***** Selected extract *****

OK Prepadoodle...Seriously, I'm confused now. I didn't say that about the amish. All I said was my that my assumption was that the current generation probably has little to offer but the older amish have excellent knowledge.


----------



## Makwa (Dec 19, 2014)

OP you bring up a good point about "living it". We have an Amish community about 100 miles east of us, they have their faults and internal problems to be sure......... as do all of these sorts of communities. Same can be said for Mennonites and Hutterite communities............ or mankind in general. Faults and anomalies aside, for the most part they do live it. Which brings me to my point................

Most people, preppers included, are in love with a concept or the idea of living a post apocalypse lifestyle. Lots of yacking and what ifs, but sadly very few have ever gone for extended periods of time living in a really rustic fashion. A weekend at the local campground does not count, nor does the annual 4 day deer hunt. I am talking about living for a number of months in a row like a pioneer. Go live in a tent with wood heat and prepare your meals over a fire, cut your own wood, walk or ride a horse and never leave the woods. Hot water has to be heated over a fire or a tin wood heater. Drinking water packed from the stream or bucketed from a hole chipped in the ice. Only then are you going to get a true feel for how all consuming living that sort of lifestyle is.

I am sure a few on here have done it, but I bet not many.


----------



## Spice (Dec 21, 2014)

***** Stored data *****

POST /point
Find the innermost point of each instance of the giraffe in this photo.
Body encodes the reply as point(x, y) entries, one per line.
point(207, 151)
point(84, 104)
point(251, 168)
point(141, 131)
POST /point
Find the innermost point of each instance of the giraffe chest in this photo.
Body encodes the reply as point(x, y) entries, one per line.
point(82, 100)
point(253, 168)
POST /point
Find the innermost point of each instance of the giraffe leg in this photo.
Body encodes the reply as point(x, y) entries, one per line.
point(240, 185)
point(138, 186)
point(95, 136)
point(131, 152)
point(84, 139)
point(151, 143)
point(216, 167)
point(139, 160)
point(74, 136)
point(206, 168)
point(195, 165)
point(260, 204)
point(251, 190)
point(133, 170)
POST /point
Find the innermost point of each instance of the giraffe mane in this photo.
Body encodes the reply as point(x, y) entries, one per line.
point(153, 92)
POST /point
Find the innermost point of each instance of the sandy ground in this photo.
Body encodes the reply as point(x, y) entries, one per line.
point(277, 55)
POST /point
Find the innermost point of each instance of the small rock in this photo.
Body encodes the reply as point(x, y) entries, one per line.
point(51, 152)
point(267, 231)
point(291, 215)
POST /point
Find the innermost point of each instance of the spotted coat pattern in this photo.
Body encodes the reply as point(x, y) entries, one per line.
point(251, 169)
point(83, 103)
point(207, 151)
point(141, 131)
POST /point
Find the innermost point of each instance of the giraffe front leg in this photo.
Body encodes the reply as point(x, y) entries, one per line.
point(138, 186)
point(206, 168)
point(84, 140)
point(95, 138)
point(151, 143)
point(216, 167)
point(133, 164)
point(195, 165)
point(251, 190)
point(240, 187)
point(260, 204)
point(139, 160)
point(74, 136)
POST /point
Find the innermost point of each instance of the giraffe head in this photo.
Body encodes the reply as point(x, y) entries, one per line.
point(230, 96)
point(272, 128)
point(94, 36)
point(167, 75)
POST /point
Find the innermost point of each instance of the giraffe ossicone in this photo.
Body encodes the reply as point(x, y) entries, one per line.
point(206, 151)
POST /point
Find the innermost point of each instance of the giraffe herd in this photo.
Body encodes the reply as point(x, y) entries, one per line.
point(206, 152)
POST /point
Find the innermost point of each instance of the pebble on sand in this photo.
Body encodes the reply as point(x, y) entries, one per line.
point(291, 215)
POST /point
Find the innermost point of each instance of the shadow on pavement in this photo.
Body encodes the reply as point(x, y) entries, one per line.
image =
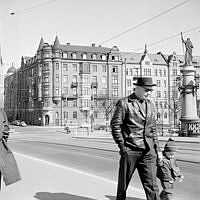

*****

The tasks:
a: Please return the forum thread's wording exactly, everything from "OK Prepadoodle...Seriously, I'm" down to "(Dec 19, 2014)".
b: According to the forum thread, where is the Amish community that Makwa mentions?
The records are separate material from the forum thread.

Task-by-task answers:
a:
OK Prepadoodle...Seriously, I'm confused now. I didn't say that about the amish. All I said was my that my assumption was that the current generation probably has little to offer but the older amish have excellent knowledge.


----------



## Makwa (Dec 19, 2014)

b: About 100 miles east of Makwa.